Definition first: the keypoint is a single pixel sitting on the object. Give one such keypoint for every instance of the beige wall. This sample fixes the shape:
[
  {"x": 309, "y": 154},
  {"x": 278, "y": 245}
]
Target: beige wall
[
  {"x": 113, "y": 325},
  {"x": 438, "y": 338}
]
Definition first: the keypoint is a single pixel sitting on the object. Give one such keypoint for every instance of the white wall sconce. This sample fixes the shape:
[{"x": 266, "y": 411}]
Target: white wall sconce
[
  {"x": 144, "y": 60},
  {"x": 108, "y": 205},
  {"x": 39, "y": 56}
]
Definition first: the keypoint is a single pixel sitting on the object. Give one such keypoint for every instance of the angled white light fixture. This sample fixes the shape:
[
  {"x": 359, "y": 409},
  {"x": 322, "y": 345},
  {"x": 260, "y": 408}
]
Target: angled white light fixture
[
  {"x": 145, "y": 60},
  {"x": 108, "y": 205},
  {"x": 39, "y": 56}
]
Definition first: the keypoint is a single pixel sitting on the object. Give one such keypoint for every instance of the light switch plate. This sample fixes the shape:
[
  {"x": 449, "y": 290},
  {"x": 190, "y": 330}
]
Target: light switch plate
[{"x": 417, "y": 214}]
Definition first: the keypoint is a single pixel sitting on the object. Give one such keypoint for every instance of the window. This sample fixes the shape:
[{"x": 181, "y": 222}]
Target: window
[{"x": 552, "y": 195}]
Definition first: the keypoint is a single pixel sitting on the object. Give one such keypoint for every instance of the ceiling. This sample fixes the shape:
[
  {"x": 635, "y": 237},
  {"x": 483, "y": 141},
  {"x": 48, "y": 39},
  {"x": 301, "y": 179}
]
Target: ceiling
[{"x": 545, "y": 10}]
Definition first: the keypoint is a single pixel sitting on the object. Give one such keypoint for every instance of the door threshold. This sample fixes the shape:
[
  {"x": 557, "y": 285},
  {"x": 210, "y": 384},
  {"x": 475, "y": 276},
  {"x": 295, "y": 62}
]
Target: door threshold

**Required task**.
Copy out all of the material above, putting "Label" wherever "Target" appears and leaving every other part the same.

**Solution to this problem**.
Definition first: the keypoint is a single pixel sitting on the object. Give one such keypoint for every instance of the beige wall. This sample fixes the shape:
[
  {"x": 309, "y": 154},
  {"x": 278, "y": 245}
]
Label: beige wall
[
  {"x": 113, "y": 325},
  {"x": 438, "y": 338}
]
Definition first: the keypoint is a single pixel sitting on the object. Give one such keypoint for every instance of the white wall sconce. This sample fixes the shape:
[{"x": 266, "y": 411}]
Label: white wall sconce
[
  {"x": 144, "y": 60},
  {"x": 108, "y": 205},
  {"x": 39, "y": 56}
]
Definition first: the keypoint is a single pixel sitting on the object. Give one such keypoint for every instance of the angled white light fixture. This sample fixes the shape:
[
  {"x": 359, "y": 409},
  {"x": 322, "y": 345},
  {"x": 260, "y": 408}
]
Label: angled white light fixture
[
  {"x": 145, "y": 60},
  {"x": 108, "y": 205},
  {"x": 39, "y": 56}
]
Definition first: the keypoint is a single pixel sitting on the object. Give one such keypoint for every instance of the light switch plate. This sample fixes the shape:
[
  {"x": 449, "y": 290},
  {"x": 190, "y": 330}
]
Label: light switch plate
[{"x": 417, "y": 214}]
Definition first: the keypoint is a single pixel sitting on the object. Give one such keypoint for every instance of the window. This sample fixes the shape:
[{"x": 181, "y": 222}]
Label: window
[{"x": 552, "y": 195}]
Definition first: the keypoint is a single pixel sitting on the object. Give one such keypoint for every instance of the ceiling. This sample fixes the shape:
[
  {"x": 635, "y": 237},
  {"x": 483, "y": 141},
  {"x": 48, "y": 39},
  {"x": 301, "y": 179}
]
Label: ceiling
[{"x": 545, "y": 10}]
Definition first: the keypoint is a single pixel sitting on the object. Give one such keypoint for every instance of the door threshold. This sample fixes the shape:
[
  {"x": 557, "y": 285},
  {"x": 210, "y": 384},
  {"x": 475, "y": 276},
  {"x": 295, "y": 62}
]
Label: door threshold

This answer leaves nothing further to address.